>> Start
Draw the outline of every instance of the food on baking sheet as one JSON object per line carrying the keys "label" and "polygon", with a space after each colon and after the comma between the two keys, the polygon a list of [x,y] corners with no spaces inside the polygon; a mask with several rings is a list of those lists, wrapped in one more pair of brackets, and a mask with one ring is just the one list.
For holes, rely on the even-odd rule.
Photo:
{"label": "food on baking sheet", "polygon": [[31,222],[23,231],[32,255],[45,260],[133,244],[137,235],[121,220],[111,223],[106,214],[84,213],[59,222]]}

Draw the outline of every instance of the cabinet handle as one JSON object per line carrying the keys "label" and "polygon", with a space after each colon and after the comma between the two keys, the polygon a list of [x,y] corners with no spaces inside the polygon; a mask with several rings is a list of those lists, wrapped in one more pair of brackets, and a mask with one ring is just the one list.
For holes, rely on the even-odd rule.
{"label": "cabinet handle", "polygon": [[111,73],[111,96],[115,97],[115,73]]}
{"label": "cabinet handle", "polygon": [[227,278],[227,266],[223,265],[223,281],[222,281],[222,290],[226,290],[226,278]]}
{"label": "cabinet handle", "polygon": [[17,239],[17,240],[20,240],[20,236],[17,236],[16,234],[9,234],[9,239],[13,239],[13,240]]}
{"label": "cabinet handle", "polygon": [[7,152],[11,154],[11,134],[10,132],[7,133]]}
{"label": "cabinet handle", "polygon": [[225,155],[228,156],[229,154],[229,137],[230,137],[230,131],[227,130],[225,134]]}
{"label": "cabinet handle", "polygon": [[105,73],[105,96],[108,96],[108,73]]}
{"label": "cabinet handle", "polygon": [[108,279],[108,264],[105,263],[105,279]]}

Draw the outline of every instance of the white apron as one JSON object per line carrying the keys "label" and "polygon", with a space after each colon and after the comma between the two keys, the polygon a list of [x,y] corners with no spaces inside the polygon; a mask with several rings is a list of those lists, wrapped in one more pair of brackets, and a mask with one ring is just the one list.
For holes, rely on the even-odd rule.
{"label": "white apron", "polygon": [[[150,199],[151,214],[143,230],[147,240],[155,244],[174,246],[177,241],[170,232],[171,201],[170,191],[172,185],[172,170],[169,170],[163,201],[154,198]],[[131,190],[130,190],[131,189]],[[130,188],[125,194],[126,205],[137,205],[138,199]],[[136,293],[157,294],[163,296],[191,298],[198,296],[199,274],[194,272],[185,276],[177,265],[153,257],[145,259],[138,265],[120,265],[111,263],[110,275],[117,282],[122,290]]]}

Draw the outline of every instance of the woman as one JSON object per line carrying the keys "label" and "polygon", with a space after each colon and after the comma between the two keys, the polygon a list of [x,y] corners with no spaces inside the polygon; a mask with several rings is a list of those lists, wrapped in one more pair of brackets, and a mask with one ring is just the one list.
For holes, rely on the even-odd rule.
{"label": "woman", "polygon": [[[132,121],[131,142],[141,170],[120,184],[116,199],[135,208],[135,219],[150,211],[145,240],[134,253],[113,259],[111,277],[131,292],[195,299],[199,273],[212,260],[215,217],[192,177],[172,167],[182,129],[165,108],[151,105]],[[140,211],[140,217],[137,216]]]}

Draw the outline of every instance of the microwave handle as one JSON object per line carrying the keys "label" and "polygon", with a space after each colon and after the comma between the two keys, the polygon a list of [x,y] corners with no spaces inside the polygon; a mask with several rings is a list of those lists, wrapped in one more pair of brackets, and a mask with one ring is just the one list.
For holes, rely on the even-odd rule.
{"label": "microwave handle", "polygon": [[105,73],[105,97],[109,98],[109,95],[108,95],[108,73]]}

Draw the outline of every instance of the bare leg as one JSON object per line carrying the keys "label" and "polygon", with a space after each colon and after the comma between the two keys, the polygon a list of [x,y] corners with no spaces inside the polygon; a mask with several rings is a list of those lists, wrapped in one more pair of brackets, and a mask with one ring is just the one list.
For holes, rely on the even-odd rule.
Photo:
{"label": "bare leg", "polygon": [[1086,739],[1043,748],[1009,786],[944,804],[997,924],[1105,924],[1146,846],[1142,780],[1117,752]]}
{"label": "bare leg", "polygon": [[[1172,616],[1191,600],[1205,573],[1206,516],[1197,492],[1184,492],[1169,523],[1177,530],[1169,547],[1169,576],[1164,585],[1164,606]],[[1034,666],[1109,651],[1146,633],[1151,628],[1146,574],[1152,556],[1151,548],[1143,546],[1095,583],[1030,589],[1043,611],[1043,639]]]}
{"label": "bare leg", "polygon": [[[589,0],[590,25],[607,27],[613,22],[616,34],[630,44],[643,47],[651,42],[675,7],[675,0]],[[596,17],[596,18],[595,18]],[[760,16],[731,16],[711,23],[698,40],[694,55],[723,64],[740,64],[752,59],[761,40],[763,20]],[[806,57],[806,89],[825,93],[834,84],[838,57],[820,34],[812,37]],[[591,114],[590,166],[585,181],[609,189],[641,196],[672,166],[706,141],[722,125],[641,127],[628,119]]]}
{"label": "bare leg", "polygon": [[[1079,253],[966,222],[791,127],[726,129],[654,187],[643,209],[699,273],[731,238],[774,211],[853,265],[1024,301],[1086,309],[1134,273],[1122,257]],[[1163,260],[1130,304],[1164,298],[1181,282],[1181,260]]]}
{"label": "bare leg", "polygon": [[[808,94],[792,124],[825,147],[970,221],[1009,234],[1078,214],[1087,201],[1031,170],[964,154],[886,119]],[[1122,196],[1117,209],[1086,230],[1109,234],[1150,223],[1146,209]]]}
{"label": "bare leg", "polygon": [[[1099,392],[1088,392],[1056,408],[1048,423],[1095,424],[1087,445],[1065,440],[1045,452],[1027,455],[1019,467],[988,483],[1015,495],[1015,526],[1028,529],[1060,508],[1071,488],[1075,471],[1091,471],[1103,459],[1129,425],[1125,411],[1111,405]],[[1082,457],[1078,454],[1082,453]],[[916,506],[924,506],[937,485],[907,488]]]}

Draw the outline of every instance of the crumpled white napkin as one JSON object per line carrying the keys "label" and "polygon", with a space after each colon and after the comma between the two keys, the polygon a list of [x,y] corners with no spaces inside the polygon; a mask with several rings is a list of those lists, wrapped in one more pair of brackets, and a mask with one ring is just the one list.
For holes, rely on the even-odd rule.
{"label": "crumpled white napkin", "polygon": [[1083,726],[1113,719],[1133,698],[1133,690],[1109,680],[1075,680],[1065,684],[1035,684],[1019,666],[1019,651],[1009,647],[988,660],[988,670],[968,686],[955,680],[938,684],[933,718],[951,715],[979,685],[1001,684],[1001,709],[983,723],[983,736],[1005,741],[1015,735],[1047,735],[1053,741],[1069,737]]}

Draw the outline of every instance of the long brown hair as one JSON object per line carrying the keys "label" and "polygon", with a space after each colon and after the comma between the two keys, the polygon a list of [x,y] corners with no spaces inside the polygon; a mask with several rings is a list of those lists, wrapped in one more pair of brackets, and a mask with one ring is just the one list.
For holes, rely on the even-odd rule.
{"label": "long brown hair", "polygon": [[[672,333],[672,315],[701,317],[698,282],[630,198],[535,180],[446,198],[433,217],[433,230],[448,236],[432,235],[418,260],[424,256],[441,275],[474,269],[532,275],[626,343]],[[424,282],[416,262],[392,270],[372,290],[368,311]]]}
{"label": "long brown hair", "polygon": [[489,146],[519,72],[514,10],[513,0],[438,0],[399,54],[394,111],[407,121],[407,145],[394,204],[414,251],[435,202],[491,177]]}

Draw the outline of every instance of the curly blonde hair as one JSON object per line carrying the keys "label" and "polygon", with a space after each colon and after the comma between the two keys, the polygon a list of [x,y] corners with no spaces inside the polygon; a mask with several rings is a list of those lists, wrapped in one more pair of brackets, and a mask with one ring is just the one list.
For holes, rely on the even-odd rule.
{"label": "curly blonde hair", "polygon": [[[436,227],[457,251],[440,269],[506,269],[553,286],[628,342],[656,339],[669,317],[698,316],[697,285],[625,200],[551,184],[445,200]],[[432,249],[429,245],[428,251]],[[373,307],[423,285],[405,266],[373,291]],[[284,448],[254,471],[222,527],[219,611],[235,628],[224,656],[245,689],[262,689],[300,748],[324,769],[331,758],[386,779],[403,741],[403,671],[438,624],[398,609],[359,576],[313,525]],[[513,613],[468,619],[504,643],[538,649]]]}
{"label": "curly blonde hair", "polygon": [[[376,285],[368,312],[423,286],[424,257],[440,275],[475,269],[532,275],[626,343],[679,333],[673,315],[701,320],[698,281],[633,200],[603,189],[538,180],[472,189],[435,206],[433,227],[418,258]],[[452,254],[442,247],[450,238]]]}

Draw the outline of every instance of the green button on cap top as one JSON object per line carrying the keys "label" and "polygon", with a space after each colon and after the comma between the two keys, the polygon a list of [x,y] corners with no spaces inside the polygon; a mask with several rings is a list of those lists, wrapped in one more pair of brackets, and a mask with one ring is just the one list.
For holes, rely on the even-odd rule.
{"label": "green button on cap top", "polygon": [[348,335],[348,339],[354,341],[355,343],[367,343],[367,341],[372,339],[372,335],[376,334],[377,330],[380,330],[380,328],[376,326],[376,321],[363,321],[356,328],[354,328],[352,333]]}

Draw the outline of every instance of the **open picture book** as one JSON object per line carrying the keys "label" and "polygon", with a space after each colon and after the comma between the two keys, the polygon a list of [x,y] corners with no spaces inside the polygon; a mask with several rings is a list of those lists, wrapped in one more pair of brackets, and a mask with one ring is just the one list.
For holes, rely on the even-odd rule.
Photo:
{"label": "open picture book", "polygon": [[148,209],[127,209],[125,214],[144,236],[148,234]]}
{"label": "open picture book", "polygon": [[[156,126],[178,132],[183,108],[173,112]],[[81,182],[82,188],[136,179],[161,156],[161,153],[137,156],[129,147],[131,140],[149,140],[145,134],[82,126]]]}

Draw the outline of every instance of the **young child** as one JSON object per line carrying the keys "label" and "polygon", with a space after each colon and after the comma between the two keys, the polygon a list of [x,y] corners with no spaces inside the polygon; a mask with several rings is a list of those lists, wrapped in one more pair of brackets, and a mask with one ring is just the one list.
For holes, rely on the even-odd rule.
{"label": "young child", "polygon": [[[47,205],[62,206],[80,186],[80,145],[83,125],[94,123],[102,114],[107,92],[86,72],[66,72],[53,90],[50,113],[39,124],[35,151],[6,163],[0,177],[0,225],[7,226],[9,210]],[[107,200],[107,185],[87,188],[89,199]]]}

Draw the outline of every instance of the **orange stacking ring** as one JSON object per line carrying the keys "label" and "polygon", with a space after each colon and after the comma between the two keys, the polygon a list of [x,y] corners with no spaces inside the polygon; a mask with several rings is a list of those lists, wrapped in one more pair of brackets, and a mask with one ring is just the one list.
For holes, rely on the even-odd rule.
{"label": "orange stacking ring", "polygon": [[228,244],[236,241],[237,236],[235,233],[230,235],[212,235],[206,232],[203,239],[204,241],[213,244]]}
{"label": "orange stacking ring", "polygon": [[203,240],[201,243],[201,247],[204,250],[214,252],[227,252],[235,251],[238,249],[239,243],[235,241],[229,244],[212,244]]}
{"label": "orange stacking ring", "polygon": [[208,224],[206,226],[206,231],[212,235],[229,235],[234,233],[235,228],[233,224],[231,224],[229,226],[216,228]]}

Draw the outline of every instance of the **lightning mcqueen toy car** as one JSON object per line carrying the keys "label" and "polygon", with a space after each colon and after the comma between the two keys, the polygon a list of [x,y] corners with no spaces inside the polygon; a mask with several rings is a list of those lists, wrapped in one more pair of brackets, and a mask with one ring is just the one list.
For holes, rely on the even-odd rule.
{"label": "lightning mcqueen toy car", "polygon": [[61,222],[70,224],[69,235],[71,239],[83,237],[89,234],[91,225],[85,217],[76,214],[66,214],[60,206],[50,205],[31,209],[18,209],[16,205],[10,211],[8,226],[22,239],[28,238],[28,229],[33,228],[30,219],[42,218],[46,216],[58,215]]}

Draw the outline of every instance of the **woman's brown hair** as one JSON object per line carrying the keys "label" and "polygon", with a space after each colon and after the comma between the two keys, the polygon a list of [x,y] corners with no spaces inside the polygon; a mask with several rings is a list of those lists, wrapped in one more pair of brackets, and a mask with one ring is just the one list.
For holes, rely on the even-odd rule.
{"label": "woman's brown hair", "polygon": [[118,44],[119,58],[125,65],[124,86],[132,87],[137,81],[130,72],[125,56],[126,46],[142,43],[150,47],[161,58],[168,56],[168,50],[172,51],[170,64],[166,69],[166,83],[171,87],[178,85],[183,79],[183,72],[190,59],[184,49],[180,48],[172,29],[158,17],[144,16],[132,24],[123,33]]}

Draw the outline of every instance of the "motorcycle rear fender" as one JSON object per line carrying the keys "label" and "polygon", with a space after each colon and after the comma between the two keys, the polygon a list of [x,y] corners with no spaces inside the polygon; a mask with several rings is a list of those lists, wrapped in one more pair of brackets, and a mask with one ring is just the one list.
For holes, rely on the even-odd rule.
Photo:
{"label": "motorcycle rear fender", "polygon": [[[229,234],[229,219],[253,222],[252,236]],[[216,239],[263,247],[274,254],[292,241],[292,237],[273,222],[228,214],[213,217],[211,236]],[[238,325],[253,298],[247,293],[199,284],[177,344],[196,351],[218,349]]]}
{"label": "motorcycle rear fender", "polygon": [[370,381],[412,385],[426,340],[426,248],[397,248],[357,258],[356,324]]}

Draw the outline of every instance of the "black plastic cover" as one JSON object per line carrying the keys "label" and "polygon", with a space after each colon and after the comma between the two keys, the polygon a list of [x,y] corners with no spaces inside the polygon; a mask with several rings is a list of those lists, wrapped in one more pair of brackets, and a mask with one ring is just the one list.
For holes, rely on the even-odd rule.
>> End
Instruction: Pull out every line of the listing above that contains the string "young", treating uppercase and lowercase letters as different.

Exercise response:
Draw the outline of every instance of the **young child** as one JSON object per line carrying the keys "label" and "polygon", with a space after each colon and after the comma between the two keys, the polygon a list of [x,y] corners with no spaces inside the polygon; a mask with several rings is a list of those lists, wrapped in one more pair of brackets, and a mask with one ring is just the one list.
{"label": "young child", "polygon": [[[47,205],[62,206],[80,186],[80,145],[83,125],[94,123],[102,114],[107,92],[86,72],[66,72],[53,90],[50,113],[39,124],[35,151],[6,163],[0,177],[0,225],[7,226],[9,210]],[[107,200],[107,185],[87,188],[89,199]]]}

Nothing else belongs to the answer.